▶ [What the task asks] Start at the line that contains "positive clicks: (684, 630)". Repeat it and each line after it, exactly, up to and including the final line of the data.
[Data to examine — start]
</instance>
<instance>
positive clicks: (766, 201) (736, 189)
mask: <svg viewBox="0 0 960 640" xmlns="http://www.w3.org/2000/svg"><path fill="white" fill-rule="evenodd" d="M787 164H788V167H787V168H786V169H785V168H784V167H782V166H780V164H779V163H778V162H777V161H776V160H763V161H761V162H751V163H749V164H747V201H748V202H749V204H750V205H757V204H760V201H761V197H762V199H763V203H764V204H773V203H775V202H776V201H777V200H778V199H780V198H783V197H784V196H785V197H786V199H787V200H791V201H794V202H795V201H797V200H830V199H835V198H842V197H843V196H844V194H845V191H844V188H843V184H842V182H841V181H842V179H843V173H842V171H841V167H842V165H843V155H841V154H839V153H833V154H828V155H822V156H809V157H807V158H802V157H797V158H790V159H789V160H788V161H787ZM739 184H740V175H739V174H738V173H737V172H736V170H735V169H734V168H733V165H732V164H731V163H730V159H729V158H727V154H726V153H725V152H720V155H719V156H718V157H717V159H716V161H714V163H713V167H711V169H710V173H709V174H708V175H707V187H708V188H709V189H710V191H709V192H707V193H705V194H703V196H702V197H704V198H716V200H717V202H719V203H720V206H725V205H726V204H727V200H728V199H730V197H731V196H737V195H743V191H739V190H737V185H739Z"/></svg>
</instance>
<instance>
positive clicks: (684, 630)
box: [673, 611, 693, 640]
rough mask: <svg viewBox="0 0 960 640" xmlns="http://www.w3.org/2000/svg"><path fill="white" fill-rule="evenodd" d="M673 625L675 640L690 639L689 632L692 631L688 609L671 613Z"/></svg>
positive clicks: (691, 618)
[Data to examine — finish]
▶ [Exercise answer]
positive clicks: (684, 630)
box: [673, 611, 693, 640]
rough mask: <svg viewBox="0 0 960 640" xmlns="http://www.w3.org/2000/svg"><path fill="white" fill-rule="evenodd" d="M673 625L675 640L690 639L689 632L692 631L688 609L671 613Z"/></svg>
positive clicks: (691, 618)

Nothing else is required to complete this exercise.